What is needed
According to the forum thread below, what is Amocholes's current weight?

I'm 17, 5'10 and only 125lbs - you can imagine how thing i am ...gained a few pounds then my body decided it didnt want to anymore, sigh.

those ensure shakes are easy calories though.


----------



## powerman (Nov 12, 2003)

Depends on your body frame... if you are narrow and small boned, that would probably be right. I'm 6'1 and I would guess my natural weight be around 170 but I am at 186 now... You sound like you probably have a body type that is hard to gain lots of muscle, so even if you did work out you won't become huge or anything... You'll definitly get ripped and have a better physique, but you won't have to worry about ruining your running speed.


----------



## Mork (Apr 11, 2005)

I'm a skinny guy, but I remember someone from high school who was thinner than me. I saw him in the gym one day several years later, carrying a pair of 100+ pound dumbbells... with ease. He still had a lean frame, but he had packed on some serious muscle.


----------



## powerman (Nov 12, 2003)

Mork said:


> I'm a skinny guy, but I remember someone from high school who was thinner than me. I saw him in the gym one day several years later, carrying a pair of 100+ pound dumbbells... with ease. He still had a lean frame, but he had packed on some serious muscle.


It's called steroids :lol


----------



## Amocholes (Nov 5, 2003)

I graduated High school being 135 lbs and 6 ft. I was pretty average for my school. Within a year or so I was up to 165 and stayed there for several years. The next plateau was about 185 which is about wher I would like to be. In the past few years I have gone up as high as 206. I am currently weighing about 195 and am 45 yo. My gut sticks out a bit more than I would like it to but I'm working on it. 

At 18 you are still growing. Enjoy being able to eat wjhat you want and as much as you want. It becomes a battle just to maintain a constant weight as you get older. Of course, you could be smart and get in the habit of eating well balanced, healthy meals of moderate quantities. It might make it easier later in life.


----------



## NewWorldOrder (Nov 19, 2004)

Mork said:


> I'm a skinny guy, but I remember someone from high school who was thinner than me. I saw him in the gym one day several years later, carrying a pair of 100+ pound dumbbells... with ease. He still had a lean frame, but he had packed on some serious muscle.


That's gonna be me someday... Uh huh... without steroids :yes


----------



## itsmemaggi (Sep 26, 2005)

Wow. I'm 5'10 and I weigh more than you... But I'm a fat, lazy girl.

[Stored data entries]
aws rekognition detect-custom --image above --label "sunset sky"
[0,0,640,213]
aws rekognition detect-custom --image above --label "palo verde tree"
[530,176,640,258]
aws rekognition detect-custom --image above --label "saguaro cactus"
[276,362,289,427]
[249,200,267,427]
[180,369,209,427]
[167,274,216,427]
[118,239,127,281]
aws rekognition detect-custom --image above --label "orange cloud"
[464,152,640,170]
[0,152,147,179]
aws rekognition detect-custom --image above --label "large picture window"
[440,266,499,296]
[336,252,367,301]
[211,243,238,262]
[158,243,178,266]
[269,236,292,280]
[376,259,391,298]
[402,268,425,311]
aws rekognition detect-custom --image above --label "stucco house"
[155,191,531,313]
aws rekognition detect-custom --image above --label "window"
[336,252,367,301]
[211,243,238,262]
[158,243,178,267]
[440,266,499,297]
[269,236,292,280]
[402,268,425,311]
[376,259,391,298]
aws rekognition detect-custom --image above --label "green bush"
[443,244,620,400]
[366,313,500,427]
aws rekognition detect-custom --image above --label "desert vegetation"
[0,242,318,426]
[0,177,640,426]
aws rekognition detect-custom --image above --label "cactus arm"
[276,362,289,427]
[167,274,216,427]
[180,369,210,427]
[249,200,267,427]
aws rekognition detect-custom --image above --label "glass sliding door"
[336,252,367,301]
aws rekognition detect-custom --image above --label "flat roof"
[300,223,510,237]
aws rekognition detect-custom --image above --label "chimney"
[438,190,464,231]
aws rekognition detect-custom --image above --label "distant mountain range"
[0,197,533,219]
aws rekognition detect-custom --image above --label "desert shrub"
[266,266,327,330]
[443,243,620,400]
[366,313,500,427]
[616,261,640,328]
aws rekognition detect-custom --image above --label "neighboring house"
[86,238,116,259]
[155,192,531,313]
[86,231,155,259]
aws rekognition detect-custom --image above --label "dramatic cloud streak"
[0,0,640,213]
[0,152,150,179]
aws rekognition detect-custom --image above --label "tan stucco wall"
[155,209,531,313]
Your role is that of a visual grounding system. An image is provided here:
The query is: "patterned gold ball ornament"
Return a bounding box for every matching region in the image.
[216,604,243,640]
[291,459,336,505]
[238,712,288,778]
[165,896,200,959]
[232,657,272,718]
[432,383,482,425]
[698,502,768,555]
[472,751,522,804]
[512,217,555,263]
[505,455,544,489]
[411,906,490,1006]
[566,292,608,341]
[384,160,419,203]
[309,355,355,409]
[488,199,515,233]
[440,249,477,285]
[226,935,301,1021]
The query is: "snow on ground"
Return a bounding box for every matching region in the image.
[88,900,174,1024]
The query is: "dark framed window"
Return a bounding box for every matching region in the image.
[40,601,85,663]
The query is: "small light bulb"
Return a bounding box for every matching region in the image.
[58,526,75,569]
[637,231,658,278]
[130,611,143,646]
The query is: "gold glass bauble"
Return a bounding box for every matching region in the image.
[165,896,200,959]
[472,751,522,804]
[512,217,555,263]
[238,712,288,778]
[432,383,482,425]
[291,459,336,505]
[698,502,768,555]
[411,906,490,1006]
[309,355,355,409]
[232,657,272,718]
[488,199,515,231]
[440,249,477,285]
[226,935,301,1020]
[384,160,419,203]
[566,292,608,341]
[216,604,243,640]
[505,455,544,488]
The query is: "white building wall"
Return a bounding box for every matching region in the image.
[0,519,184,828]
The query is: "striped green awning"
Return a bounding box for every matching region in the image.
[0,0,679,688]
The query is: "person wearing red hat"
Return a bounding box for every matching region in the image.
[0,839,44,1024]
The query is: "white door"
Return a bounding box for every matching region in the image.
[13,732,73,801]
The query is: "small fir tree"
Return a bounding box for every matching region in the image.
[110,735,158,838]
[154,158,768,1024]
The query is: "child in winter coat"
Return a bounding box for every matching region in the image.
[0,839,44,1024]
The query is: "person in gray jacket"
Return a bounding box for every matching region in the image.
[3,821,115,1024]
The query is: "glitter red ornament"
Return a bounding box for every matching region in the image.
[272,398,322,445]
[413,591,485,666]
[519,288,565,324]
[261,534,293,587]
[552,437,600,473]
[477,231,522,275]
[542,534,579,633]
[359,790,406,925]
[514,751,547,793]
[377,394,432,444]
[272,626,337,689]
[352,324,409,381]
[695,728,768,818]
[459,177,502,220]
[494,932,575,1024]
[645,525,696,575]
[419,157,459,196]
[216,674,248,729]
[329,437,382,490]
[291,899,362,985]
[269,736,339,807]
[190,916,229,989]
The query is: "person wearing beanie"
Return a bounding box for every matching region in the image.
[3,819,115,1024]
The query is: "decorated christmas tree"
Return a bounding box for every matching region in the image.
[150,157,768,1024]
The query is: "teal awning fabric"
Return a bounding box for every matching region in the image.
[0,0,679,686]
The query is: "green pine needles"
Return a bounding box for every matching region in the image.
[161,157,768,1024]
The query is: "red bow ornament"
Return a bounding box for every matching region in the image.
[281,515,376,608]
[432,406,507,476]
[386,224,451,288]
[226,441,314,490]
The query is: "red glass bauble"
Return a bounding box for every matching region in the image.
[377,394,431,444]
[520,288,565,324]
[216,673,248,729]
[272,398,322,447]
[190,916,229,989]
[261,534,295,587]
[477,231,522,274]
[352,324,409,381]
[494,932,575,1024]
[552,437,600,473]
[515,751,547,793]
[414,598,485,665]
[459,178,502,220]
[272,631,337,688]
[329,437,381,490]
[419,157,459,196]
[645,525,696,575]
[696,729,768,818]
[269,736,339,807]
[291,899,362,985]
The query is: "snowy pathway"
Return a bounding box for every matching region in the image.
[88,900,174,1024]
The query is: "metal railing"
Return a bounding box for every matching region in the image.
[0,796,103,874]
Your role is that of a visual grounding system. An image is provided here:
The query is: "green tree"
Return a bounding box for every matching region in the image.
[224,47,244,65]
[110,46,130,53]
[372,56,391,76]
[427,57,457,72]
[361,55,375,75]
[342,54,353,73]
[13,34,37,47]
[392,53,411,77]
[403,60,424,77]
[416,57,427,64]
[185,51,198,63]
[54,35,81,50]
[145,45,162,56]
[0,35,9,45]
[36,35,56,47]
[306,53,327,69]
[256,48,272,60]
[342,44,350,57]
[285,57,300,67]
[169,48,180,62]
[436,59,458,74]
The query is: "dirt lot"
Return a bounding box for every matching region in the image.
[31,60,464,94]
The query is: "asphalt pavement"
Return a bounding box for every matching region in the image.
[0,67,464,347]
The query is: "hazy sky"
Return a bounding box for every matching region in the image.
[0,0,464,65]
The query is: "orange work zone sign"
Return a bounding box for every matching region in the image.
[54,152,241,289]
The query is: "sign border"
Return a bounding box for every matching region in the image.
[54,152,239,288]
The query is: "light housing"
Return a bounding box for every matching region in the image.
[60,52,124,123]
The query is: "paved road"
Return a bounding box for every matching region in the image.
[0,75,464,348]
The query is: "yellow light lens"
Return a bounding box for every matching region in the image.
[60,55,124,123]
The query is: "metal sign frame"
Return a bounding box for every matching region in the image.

Response to the task
About 195 pounds.